### Instructions to follow:
Could you return every record below word for word, leaving out the pictures?

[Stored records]
┄┄┄┄┄┄┄┄┄┄┄┄┄┄┄┄┄┄┄┄
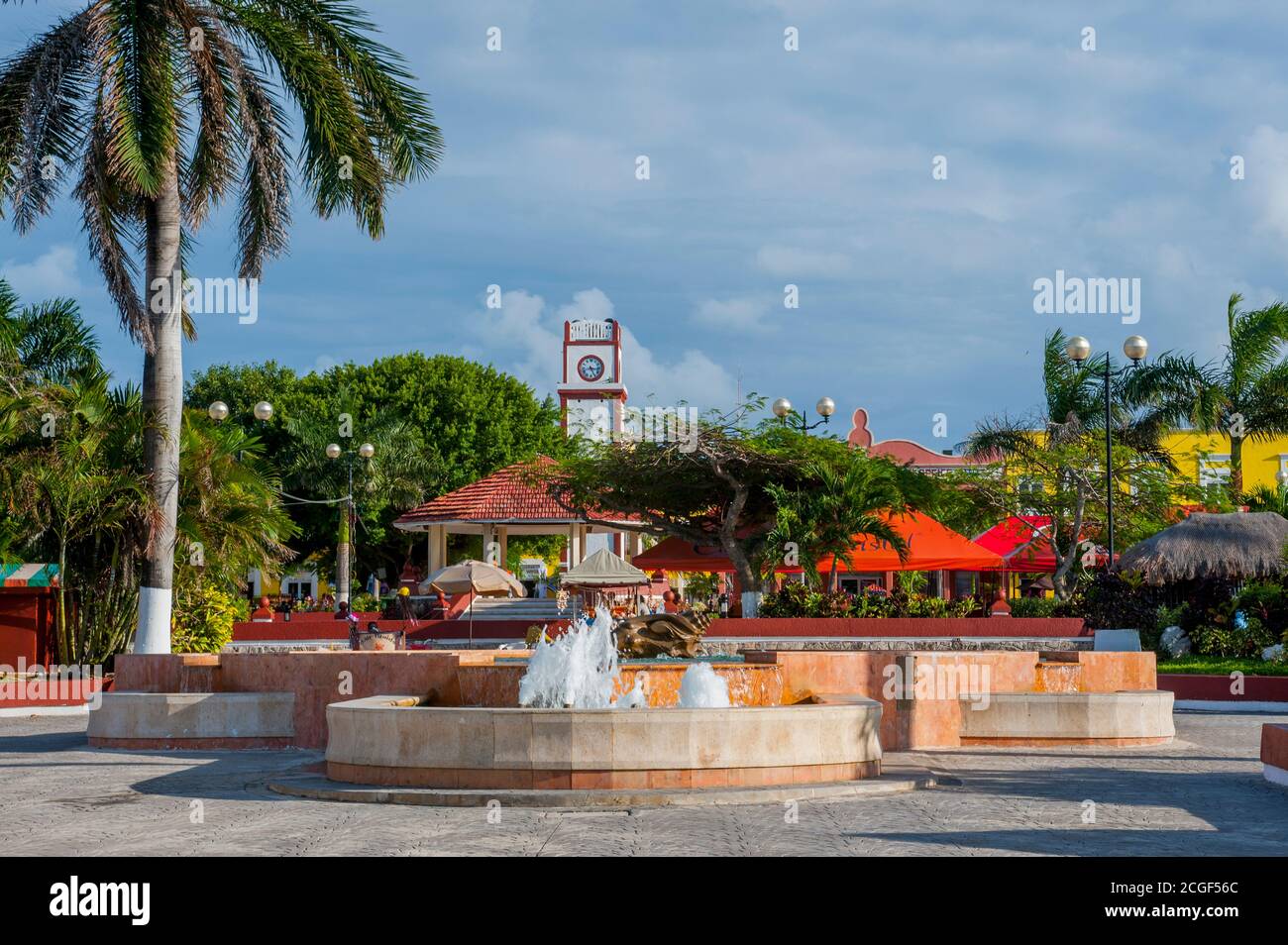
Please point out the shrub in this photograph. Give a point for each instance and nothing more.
(202, 619)
(1267, 601)
(1115, 601)
(1231, 632)
(1033, 606)
(799, 600)
(793, 600)
(365, 602)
┄┄┄┄┄┄┄┄┄┄┄┄┄┄┄┄┄┄┄┄
### Exercise answer:
Please point out the shrub in this photograph. Give a point for each instance and nothing more.
(202, 619)
(1267, 601)
(1115, 601)
(1231, 632)
(1033, 606)
(799, 600)
(793, 600)
(365, 602)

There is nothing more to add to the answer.